*** TEXT SHOWN ***

# audioset_tagging_cnn
**Repository Path**: garlong/audioset_tagging_cnn
## Basic Information
- **Project Name**: audioset_tagging_cnn
- **Description**: 音频打标签卷积神经网络,转自某大叔
- **Primary Language**: Unknown
- **License**: MIT
- **Default Branch**: master
- **Homepage**: None
- **GVP Project**: No
## Statistics
- **Stars**: 0
- **Forks**: 0
- **Created**: 2021-04-13
- **Last Updated**: 2021-04-13
## Categories & Tags
**Categories**: Uncategorized
**Tags**: None
## README
# PANNs: Large-Scale Pretrained Audio Neural Networks for Audio Pattern Recognition
This repo contains code for our paper: **PANNs: Large-Scale Pretrained Audio Neural Networks for Audio Pattern Recognition** [1]. A variety of CNNs are trained on the large-scale AudioSet dataset [2] containing 5000 hours audio with 527 sound classes. A mean average precision (mAP) of 0.439 is achieved using our proposed Wavegram-Logmel-CNN system, outperforming the Google baseline of 0.317 [3]. The PANNs have been used for audio tagging and sound event detection. The PANNs have been used to fine-tune several audio pattern recoginition tasks, and have outperformed several state-of-the-art systems.

***

§ TASK A
Return the repository page above in full, reproducing every line without any change.
The repository page and the entries have nothing to do with each other.

*** RECORDS TO USE ***

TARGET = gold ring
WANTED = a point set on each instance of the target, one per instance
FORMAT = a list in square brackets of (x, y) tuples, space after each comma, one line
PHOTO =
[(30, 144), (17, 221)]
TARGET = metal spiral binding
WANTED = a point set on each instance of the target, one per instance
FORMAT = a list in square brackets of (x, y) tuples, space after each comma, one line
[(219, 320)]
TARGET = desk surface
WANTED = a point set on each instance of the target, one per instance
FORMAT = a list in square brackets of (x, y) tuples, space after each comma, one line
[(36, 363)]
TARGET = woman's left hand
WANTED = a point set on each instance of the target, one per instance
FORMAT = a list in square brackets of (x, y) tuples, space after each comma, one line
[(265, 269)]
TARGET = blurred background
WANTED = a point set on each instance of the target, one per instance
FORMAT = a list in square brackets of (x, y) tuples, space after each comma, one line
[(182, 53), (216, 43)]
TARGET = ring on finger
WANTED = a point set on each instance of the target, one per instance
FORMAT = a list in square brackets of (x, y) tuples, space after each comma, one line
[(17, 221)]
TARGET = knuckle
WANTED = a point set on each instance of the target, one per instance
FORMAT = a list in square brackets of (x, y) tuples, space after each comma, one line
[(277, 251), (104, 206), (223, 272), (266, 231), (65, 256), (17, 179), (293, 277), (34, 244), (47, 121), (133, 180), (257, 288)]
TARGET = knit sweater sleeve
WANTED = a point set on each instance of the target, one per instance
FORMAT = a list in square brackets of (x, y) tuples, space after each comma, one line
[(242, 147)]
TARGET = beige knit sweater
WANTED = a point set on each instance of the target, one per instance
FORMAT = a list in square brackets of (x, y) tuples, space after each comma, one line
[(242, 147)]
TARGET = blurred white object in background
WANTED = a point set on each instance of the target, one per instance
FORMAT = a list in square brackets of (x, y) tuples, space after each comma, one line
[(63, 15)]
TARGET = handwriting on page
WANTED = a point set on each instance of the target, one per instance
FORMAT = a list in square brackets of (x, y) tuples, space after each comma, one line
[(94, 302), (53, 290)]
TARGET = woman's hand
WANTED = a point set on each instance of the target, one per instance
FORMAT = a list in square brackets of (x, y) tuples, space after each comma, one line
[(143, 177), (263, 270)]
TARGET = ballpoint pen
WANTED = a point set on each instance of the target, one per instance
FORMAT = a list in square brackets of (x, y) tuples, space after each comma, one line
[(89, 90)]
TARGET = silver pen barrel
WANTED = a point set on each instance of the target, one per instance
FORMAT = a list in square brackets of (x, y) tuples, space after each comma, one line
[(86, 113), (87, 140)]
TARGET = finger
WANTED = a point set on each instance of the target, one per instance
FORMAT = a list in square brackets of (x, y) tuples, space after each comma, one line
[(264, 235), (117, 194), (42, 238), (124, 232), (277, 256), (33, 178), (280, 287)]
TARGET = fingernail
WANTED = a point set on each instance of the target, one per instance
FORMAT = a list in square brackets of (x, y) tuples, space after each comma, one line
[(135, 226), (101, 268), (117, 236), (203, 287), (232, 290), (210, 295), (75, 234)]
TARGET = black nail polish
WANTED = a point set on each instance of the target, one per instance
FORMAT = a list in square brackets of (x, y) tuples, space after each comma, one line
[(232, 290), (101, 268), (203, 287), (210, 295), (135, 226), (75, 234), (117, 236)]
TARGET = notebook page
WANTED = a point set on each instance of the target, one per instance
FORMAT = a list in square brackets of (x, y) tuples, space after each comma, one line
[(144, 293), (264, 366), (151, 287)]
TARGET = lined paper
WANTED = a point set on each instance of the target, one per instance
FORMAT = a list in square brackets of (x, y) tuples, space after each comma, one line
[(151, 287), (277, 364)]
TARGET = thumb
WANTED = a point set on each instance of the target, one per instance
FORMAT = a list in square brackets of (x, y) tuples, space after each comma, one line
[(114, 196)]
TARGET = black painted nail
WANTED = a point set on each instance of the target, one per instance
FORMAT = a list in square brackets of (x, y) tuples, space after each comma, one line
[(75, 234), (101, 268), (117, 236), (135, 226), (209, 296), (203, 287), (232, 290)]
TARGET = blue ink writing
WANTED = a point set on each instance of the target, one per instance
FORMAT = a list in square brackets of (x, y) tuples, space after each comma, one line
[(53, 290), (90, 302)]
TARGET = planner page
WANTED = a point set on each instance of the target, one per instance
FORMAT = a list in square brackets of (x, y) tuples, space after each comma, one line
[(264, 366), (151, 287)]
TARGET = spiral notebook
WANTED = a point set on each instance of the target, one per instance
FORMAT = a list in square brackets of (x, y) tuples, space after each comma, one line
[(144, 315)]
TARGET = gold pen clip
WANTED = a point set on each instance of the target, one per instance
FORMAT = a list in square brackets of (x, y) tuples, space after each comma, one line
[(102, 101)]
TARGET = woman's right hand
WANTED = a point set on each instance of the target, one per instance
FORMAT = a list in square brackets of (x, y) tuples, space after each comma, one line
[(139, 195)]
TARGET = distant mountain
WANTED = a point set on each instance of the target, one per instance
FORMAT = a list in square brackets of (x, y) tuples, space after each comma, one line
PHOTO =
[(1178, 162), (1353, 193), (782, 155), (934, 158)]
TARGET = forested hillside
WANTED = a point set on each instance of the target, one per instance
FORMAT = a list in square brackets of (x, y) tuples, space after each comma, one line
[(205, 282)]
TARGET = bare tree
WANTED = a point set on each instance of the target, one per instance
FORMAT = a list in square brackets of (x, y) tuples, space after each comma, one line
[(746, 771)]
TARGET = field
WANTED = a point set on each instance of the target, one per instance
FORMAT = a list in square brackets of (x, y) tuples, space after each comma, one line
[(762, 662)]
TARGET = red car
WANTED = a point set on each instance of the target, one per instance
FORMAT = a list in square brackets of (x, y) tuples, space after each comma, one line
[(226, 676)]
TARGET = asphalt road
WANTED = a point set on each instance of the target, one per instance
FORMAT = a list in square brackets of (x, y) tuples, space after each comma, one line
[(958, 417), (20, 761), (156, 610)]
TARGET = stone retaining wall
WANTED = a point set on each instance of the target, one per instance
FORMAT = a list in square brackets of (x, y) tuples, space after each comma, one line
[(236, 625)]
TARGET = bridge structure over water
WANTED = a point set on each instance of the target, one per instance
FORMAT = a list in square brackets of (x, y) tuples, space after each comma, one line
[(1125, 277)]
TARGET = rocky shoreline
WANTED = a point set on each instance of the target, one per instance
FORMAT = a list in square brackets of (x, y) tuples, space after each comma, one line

***

§ TASK B
Retype the entries from their very first line through the line that contains "[(30, 144), (17, 221)]", including both of those lines, and give nothing else.

§ WRITTEN RESPONSE A
# audioset_tagging_cnn
**Repository Path**: garlong/audioset_tagging_cnn
## Basic Information
- **Project Name**: audioset_tagging_cnn
- **Description**: 音频打标签卷积神经网络,转自某大叔
- **Primary Language**: Unknown
- **License**: MIT
- **Default Branch**: master
- **Homepage**: None
- **GVP Project**: No
## Statistics
- **Stars**: 0
- **Forks**: 0
- **Created**: 2021-04-13
- **Last Updated**: 2021-04-13
## Categories & Tags
**Categories**: Uncategorized
**Tags**: None
## README
# PANNs: Large-Scale Pretrained Audio Neural Networks for Audio Pattern Recognition
This repo contains code for our paper: **PANNs: Large-Scale Pretrained Audio Neural Networks for Audio Pattern Recognition** [1]. A variety of CNNs are trained on the large-scale AudioSet dataset [2] containing 5000 hours audio with 527 sound classes. A mean average precision (mAP) of 0.439 is achieved using our proposed Wavegram-Logmel-CNN system, outperforming the Google baseline of 0.317 [3]. The PANNs have been used for audio tagging and sound event detection. The PANNs have been used to fine-tune several audio pattern recoginition tasks, and have outperformed several state-of-the-art systems.

§ WRITTEN RESPONSE B
TARGET = gold ring
WANTED = a point set on each instance of the target, one per instance
FORMAT = a list in square brackets of (x, y) tuples, space after each comma, one line
PHOTO =
[(30, 144), (17, 221)]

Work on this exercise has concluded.